- [Aim] Identify every line in the entries below that contains the word "roof", and copy each of those lines.

- [Data shown]
* * * * * * *
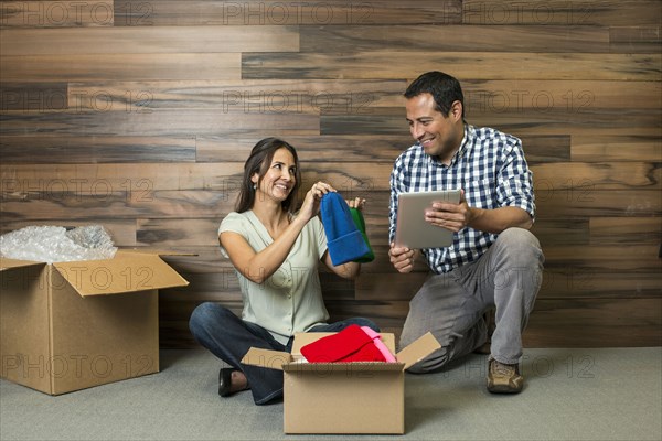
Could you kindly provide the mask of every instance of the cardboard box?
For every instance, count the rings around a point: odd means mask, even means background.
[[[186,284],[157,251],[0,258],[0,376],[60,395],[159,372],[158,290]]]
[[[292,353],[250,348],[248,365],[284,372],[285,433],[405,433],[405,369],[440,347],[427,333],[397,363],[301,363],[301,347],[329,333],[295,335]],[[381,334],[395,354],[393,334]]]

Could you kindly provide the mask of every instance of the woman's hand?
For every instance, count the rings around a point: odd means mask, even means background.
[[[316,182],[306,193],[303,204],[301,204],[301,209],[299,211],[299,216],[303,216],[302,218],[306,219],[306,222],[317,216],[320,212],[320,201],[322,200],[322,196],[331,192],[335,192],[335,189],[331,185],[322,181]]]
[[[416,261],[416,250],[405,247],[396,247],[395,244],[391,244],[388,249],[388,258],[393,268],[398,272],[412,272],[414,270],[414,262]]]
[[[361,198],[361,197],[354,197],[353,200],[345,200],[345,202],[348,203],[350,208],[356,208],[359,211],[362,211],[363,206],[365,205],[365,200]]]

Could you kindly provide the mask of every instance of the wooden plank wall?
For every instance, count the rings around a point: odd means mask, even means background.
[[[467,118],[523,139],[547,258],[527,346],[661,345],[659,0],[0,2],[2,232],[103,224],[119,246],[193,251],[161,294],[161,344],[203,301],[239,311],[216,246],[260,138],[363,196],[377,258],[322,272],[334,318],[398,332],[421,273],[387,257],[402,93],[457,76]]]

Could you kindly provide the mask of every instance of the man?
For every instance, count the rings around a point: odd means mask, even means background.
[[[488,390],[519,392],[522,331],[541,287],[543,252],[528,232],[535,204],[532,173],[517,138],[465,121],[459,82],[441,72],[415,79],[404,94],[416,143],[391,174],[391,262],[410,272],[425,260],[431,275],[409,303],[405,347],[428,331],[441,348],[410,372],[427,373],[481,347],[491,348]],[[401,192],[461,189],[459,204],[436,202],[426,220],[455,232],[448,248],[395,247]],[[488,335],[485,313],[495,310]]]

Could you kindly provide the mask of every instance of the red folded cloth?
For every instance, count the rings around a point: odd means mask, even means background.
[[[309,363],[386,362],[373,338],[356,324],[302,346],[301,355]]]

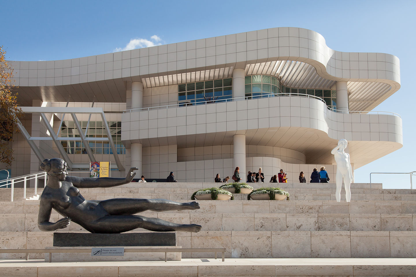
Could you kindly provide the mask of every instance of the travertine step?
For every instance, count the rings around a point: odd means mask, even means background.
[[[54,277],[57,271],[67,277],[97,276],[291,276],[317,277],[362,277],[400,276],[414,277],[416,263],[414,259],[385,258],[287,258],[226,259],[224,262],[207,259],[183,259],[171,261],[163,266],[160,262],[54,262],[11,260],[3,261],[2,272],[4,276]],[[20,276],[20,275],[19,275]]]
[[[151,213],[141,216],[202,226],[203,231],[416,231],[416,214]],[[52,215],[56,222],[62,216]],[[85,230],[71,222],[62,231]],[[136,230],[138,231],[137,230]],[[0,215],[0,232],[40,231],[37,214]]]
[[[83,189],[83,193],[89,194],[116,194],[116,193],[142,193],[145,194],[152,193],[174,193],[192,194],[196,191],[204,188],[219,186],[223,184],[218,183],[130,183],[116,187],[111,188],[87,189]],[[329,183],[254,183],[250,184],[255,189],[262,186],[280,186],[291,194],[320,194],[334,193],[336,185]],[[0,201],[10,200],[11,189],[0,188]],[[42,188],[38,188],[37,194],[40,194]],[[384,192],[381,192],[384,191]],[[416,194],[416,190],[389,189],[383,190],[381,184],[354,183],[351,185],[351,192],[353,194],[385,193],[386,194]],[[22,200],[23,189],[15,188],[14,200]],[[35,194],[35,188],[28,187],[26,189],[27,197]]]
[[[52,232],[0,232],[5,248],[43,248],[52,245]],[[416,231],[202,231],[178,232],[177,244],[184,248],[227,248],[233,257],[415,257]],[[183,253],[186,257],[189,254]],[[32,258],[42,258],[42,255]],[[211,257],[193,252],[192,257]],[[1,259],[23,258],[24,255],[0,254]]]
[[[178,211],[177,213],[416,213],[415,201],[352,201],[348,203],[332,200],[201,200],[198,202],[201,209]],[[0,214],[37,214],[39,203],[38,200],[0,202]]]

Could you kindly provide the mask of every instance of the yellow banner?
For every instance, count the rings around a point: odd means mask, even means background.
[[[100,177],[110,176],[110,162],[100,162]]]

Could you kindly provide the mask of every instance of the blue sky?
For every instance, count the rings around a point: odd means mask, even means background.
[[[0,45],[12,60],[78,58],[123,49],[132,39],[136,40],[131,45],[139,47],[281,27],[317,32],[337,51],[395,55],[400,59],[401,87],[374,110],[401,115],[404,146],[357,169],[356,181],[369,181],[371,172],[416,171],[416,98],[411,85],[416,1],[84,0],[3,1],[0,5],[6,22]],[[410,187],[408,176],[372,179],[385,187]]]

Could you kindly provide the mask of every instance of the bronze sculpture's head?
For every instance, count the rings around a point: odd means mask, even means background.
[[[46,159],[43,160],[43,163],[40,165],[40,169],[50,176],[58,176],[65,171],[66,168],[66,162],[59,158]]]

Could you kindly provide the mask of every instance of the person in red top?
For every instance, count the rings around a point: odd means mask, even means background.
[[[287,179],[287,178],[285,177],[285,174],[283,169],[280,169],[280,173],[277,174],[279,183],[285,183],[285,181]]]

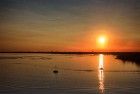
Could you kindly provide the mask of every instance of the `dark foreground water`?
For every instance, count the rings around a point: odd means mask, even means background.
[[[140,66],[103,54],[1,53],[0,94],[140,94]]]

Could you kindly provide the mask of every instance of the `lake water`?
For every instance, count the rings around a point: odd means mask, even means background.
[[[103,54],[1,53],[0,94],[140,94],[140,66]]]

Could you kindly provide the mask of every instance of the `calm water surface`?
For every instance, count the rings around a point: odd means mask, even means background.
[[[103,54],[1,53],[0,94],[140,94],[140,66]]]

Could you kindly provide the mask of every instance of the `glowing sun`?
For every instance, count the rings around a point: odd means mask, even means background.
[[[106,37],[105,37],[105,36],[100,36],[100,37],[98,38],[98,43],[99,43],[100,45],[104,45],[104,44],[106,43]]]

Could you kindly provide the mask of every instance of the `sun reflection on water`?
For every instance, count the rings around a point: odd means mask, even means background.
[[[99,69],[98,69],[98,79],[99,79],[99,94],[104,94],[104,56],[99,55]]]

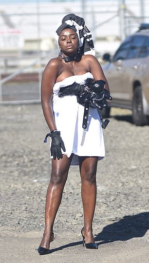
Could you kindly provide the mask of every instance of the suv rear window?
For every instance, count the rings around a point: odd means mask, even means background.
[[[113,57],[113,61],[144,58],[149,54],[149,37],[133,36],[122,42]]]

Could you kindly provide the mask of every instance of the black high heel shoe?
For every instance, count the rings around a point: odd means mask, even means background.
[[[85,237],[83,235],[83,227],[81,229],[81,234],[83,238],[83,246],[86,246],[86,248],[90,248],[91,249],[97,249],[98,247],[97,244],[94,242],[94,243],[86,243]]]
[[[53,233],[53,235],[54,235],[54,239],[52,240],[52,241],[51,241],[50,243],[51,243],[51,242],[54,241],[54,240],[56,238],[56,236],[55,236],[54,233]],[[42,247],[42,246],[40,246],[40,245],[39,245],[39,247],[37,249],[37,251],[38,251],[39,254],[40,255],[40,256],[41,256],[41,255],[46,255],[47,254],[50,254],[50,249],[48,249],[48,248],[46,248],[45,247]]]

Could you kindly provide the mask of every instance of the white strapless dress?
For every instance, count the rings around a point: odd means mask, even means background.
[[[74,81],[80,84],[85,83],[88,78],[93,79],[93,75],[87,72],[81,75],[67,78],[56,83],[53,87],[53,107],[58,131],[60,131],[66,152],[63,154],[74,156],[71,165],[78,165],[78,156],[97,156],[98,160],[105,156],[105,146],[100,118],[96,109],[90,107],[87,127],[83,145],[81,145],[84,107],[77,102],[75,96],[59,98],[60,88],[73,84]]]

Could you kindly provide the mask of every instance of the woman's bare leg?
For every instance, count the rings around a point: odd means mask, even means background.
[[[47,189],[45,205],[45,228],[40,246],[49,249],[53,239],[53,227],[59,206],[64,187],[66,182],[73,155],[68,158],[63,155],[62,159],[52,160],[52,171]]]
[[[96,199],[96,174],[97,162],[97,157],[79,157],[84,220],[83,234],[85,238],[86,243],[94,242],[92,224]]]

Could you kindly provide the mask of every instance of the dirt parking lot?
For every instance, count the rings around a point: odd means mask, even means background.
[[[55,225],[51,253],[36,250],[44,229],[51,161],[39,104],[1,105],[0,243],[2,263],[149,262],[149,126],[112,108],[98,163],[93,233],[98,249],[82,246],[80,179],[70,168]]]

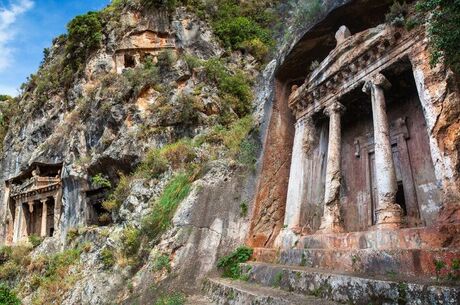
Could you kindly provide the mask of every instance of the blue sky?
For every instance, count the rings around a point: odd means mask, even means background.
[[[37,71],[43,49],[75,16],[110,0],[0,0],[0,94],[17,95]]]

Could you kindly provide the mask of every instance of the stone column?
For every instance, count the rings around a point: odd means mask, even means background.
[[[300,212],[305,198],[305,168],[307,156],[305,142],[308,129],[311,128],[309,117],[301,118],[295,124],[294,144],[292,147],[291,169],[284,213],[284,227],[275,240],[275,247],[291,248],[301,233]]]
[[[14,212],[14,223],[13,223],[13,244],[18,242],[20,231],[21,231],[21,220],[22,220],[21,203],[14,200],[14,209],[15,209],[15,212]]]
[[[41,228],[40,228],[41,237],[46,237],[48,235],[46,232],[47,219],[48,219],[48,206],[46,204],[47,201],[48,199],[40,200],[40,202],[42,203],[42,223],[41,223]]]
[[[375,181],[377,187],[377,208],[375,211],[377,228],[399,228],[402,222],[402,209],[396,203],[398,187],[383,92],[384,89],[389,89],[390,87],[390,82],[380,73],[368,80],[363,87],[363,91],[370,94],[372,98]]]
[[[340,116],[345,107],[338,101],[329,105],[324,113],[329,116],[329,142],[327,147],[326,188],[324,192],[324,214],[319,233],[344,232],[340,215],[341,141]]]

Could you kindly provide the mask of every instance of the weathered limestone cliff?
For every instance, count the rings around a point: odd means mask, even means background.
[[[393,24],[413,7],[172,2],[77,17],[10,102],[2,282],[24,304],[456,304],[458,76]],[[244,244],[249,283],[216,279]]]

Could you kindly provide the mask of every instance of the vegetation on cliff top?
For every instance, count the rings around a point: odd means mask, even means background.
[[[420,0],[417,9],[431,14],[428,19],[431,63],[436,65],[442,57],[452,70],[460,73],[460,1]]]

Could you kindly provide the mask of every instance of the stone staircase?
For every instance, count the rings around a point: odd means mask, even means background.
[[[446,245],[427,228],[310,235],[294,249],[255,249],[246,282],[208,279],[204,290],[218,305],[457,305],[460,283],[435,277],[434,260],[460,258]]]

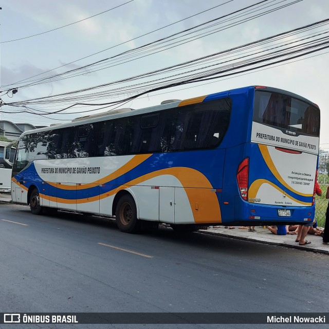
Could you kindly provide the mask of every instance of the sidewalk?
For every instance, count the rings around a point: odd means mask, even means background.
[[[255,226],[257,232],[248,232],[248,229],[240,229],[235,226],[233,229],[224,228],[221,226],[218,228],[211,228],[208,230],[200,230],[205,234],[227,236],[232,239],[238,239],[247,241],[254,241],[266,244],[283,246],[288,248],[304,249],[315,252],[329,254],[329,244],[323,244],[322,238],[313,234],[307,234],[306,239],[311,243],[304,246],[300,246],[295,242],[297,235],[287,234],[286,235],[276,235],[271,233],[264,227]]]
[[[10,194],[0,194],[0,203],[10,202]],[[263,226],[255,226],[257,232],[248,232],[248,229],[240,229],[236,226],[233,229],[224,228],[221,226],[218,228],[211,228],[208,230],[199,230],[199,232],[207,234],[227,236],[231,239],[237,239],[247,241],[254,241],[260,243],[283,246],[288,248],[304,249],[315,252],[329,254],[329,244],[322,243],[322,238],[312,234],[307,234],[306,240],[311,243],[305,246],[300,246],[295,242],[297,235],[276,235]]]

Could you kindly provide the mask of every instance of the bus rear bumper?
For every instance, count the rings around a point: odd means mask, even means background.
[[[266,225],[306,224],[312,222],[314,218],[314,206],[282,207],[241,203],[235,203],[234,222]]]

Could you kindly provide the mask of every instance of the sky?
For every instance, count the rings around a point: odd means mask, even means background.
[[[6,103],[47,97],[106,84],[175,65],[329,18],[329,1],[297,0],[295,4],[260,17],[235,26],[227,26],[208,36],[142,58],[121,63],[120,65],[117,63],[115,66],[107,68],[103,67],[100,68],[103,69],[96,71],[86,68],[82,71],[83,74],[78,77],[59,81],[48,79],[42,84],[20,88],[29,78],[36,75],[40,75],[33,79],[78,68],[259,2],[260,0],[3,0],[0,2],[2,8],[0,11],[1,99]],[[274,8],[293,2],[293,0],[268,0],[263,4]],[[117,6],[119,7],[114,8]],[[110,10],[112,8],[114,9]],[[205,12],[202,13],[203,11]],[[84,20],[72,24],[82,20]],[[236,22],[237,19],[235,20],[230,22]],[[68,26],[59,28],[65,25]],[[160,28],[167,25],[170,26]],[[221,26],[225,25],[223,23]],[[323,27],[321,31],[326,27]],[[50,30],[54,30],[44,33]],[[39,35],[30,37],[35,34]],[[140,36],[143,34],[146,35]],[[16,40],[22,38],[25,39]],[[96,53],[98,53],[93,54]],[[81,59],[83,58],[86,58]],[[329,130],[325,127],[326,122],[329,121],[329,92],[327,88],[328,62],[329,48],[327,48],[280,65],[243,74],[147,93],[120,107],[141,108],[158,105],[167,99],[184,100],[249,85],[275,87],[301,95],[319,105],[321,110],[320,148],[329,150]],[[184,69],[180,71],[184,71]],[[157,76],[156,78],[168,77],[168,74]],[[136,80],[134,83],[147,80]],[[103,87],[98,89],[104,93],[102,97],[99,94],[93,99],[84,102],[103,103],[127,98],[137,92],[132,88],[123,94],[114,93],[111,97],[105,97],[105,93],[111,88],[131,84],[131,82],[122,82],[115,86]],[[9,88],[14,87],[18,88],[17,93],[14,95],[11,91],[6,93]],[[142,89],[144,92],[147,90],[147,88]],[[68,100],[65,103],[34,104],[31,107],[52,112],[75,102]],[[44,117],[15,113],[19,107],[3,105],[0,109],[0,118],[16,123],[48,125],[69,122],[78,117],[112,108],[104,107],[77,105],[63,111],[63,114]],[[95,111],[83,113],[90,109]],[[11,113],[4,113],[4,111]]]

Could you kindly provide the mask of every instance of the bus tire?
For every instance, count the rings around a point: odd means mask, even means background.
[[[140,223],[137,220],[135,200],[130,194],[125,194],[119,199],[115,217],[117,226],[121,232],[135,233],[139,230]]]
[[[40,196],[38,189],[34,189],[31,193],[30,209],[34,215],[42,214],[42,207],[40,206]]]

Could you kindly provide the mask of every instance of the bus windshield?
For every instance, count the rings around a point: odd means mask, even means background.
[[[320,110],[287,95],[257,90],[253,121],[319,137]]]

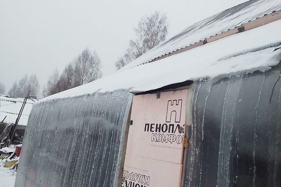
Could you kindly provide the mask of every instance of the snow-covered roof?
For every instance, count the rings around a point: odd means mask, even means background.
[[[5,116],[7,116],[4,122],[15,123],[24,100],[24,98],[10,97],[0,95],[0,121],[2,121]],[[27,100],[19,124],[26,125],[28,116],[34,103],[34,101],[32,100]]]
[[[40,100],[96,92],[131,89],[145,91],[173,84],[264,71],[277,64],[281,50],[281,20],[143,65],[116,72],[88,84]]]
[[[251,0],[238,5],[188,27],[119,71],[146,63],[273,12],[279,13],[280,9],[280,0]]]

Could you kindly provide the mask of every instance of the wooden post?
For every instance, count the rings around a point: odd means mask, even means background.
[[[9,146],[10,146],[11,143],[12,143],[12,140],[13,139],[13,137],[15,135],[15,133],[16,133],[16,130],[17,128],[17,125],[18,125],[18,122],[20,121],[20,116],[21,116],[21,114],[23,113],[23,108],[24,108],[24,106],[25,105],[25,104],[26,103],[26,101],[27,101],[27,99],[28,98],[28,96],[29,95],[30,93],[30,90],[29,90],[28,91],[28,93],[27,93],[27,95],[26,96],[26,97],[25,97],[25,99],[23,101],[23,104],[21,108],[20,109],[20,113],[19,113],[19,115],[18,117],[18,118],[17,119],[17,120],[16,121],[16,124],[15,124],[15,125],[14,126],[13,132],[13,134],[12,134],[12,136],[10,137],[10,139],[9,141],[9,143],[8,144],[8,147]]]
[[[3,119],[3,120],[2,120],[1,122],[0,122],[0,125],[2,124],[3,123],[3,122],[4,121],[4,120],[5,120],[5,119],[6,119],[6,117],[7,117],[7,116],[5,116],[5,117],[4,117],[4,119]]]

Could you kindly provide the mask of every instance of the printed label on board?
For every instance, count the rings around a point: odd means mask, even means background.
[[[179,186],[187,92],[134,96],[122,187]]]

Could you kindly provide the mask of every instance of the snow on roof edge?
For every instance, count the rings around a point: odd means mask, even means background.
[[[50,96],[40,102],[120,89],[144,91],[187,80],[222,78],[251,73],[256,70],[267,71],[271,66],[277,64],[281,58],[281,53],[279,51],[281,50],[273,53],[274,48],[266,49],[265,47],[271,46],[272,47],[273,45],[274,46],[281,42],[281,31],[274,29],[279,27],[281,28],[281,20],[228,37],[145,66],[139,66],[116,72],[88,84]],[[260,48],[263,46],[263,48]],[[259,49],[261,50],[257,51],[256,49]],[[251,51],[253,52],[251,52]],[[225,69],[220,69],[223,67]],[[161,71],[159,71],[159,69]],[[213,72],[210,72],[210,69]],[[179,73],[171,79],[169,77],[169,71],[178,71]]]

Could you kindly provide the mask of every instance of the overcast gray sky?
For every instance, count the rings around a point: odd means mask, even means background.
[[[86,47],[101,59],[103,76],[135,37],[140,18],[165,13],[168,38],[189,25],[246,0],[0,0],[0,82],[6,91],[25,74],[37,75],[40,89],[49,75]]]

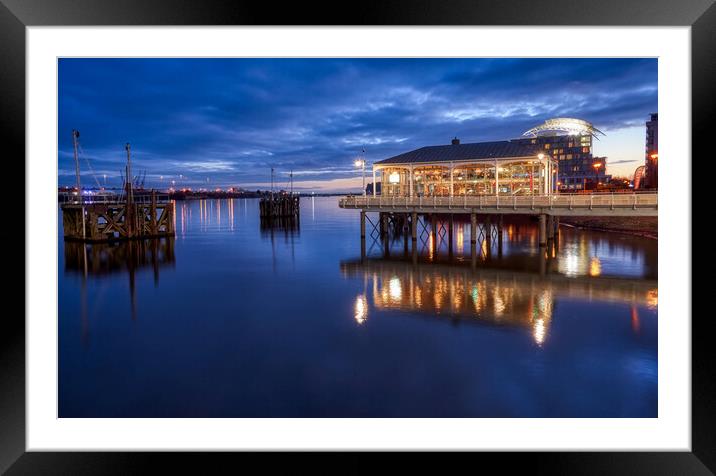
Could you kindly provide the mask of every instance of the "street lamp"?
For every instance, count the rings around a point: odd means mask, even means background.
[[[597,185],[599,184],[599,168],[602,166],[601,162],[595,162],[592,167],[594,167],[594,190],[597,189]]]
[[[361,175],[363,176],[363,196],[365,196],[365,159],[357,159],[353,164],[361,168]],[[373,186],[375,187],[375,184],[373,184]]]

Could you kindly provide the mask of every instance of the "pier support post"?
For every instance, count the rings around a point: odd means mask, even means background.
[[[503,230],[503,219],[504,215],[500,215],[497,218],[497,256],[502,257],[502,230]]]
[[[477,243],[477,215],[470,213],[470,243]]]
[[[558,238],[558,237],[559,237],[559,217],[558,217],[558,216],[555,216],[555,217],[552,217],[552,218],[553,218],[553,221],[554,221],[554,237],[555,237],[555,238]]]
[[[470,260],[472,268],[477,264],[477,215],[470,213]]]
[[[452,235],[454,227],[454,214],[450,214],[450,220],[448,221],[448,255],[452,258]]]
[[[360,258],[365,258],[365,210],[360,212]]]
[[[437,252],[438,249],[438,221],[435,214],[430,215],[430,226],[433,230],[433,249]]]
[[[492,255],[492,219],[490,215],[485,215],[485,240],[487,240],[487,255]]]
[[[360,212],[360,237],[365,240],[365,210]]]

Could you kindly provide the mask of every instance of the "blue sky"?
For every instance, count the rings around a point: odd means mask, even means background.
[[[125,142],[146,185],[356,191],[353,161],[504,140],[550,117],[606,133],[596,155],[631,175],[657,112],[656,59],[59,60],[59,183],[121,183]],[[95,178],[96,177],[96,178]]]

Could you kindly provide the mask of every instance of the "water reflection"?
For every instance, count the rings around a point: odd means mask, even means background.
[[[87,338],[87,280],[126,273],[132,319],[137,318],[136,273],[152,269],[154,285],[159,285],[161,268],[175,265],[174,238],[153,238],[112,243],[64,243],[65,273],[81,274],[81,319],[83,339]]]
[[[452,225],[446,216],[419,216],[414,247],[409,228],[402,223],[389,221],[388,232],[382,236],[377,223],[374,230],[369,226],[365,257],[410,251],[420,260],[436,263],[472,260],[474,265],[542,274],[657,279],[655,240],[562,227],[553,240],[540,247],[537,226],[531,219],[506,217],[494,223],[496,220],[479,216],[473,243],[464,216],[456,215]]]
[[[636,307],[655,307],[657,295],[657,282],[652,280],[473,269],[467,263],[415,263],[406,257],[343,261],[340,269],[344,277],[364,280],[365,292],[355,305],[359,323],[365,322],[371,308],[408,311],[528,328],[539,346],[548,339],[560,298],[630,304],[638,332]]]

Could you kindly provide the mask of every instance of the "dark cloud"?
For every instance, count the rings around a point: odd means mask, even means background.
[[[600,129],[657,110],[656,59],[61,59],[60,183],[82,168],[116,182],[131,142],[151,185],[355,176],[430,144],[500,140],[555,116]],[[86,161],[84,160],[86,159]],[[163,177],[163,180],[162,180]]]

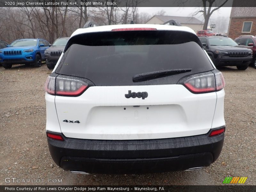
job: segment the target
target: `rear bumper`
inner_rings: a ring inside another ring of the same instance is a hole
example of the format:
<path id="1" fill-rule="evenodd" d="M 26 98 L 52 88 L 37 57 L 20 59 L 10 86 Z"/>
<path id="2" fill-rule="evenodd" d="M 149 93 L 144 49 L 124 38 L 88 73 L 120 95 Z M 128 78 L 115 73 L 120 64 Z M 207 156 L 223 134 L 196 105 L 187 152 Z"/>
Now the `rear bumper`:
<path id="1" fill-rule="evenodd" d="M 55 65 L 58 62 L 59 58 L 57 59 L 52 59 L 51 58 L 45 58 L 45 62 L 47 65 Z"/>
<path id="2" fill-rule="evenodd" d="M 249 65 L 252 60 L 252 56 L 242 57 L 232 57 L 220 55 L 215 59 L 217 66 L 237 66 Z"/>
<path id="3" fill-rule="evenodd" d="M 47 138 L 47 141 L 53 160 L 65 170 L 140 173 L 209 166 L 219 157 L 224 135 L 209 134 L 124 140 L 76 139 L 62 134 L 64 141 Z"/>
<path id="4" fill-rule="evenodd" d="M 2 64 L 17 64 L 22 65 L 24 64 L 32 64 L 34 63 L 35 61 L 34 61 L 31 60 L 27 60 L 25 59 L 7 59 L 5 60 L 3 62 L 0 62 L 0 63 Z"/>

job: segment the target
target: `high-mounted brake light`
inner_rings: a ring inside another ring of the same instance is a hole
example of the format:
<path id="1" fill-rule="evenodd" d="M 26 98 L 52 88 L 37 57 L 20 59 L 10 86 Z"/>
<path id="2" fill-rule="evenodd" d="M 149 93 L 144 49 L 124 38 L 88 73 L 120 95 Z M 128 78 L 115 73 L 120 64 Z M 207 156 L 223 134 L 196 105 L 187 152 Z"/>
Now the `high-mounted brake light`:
* * * * * * *
- [Response]
Could you kindly provide the mask of every instance of the snow-covered roof?
Could you kindly provide the mask of every instance of the snow on roof edge?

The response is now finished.